• _Instructions for the task_: Top to bottom, output the entries that follow exactly.
Records for this task Block Start
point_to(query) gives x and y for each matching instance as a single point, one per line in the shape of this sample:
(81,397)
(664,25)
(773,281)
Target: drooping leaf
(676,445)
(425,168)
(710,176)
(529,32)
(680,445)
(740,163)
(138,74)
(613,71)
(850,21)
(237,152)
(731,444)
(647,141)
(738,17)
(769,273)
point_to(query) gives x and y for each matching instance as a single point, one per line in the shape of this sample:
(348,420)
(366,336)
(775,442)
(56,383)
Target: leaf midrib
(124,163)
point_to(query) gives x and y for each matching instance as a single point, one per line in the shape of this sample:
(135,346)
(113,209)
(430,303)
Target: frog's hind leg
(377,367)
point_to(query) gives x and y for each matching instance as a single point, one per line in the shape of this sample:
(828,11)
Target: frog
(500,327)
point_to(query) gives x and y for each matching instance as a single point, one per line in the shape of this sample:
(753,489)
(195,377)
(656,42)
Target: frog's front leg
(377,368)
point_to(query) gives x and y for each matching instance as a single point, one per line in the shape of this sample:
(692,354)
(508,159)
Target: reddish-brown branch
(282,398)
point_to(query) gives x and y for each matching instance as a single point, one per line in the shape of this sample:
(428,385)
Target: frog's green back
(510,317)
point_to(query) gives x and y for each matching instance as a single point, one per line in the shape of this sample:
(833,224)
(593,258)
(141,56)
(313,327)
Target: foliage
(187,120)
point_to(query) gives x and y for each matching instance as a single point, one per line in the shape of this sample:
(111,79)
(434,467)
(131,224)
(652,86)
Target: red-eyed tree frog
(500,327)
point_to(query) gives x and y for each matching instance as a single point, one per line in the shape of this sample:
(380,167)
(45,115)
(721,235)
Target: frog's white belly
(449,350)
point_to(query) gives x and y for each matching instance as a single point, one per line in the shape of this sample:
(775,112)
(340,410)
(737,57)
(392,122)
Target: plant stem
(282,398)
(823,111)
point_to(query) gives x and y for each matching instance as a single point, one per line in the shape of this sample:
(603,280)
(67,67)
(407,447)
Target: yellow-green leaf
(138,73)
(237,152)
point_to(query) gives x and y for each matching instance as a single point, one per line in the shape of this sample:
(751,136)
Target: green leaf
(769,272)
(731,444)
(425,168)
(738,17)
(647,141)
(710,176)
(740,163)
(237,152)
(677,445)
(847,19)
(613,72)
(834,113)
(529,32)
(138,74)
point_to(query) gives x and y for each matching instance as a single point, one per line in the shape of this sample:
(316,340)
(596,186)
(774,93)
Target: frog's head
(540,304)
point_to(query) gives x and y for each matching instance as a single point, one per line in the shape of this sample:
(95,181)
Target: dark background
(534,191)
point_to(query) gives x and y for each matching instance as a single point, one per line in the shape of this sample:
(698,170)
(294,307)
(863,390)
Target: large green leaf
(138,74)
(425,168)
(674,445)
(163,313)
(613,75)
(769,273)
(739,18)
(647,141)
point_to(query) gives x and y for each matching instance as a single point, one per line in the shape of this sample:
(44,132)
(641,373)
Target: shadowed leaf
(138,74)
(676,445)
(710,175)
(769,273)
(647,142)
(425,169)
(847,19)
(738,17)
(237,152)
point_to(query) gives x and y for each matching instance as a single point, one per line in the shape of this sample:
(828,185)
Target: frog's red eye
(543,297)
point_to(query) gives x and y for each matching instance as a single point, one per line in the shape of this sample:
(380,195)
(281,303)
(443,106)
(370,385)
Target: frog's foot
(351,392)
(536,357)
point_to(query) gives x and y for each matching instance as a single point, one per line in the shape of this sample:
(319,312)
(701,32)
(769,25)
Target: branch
Records for this task Block End
• _Exercise answer_:
point_to(query) gives x and y for each matching instance as a single point, one per line in the shape of this sample:
(81,397)
(664,25)
(773,281)
Target: drooping leaf
(676,445)
(425,168)
(710,176)
(529,32)
(680,445)
(740,163)
(138,74)
(613,71)
(850,21)
(237,152)
(731,444)
(647,141)
(738,17)
(769,273)
point_to(query) gives x and y for each matching instance as a single point, one per line in the shape of this sample:
(348,420)
(366,336)
(775,442)
(56,383)
Target: leaf midrib
(124,163)
point_to(query) gives x and y for each matching instance as a single point, one per line in the shape of this sample:
(135,346)
(113,209)
(430,303)
Target: frog's hind leg
(377,367)
point_to(query) gives x and y for each matching instance as a single point, one per line in the shape of this sample:
(828,11)
Target: frog
(500,327)
point_to(query) gives x and y for each matching instance as a single point, one per line in the shape of this sample:
(753,489)
(195,377)
(656,42)
Target: frog's front leg
(377,368)
point_to(query) gives x and y for each matching instance as a single point, one per line in the shape of this sample:
(692,354)
(508,159)
Target: reddish-brown branch
(282,398)
point_to(query) gives x and y for each matching instance as a single point, one per line in the shape of this sample:
(428,385)
Target: frog's green back
(510,317)
point_to(query) gives x and y for each matching instance as a single point, one per line in the shape of this sample:
(833,224)
(593,258)
(141,56)
(313,327)
Target: foliage
(187,120)
point_to(query) gives x and y for each matching instance as a single point, one per line in the shape of this sample:
(111,79)
(434,467)
(131,224)
(652,86)
Target: red-eyed tree frog
(500,327)
point_to(query) gives x and y for each matching instance as a single point, one per line in the shape of this sample:
(380,167)
(45,115)
(721,235)
Target: frog's white belly
(449,350)
point_to(query) gives x and y for each matching instance as a single point, one per line in the shape of this sample:
(775,112)
(340,410)
(737,57)
(392,122)
Target: plant stem
(282,398)
(823,111)
point_to(query) gives x and y for each matching instance as a single point, one per line in the shape of this sample:
(603,280)
(67,67)
(407,447)
Target: yellow-green leaf
(138,73)
(237,152)
point_to(query) gives x and y for each matching instance as a single point, one per line in the shape of this sample:
(751,136)
Target: green leaf
(769,272)
(731,444)
(425,168)
(738,17)
(647,141)
(710,176)
(740,163)
(237,152)
(677,445)
(847,19)
(613,72)
(834,113)
(529,32)
(138,74)
point_to(query) gives x and y for each matching instance as a single point, one per line in the shape of this sample:
(316,340)
(596,186)
(774,93)
Target: frog's head
(540,304)
point_to(query) gives x and y for each matching instance as a single point, one per line in the shape of this sample:
(95,181)
Target: dark background
(534,191)
point_to(query) gives x and y for each matching instance as a single point, one per line in the shape of this sample:
(698,170)
(294,307)
(863,390)
Target: large green leaf
(138,74)
(425,168)
(674,445)
(163,313)
(613,75)
(769,273)
(739,18)
(647,141)
point_to(query) gives x and y for each matching instance as a single point, one per line in the shape of this sample:
(44,132)
(641,373)
Target: shadowed leaf
(138,74)
(676,445)
(710,175)
(769,273)
(647,142)
(425,169)
(847,19)
(738,17)
(237,152)
point_to(query) gives x and y for each matching instance as a single point, one per line in the shape of this sample:
(828,185)
Target: frog's red eye
(543,297)
point_to(query) gives x and y for each matching instance as a single point, one per line in the shape of this sample:
(380,195)
(281,303)
(443,106)
(370,385)
Target: frog's foot
(351,392)
(536,357)
point_to(query) gives x and y for each matching instance as a single point, one per line in the shape of this sample:
(319,312)
(701,32)
(769,25)
Target: branch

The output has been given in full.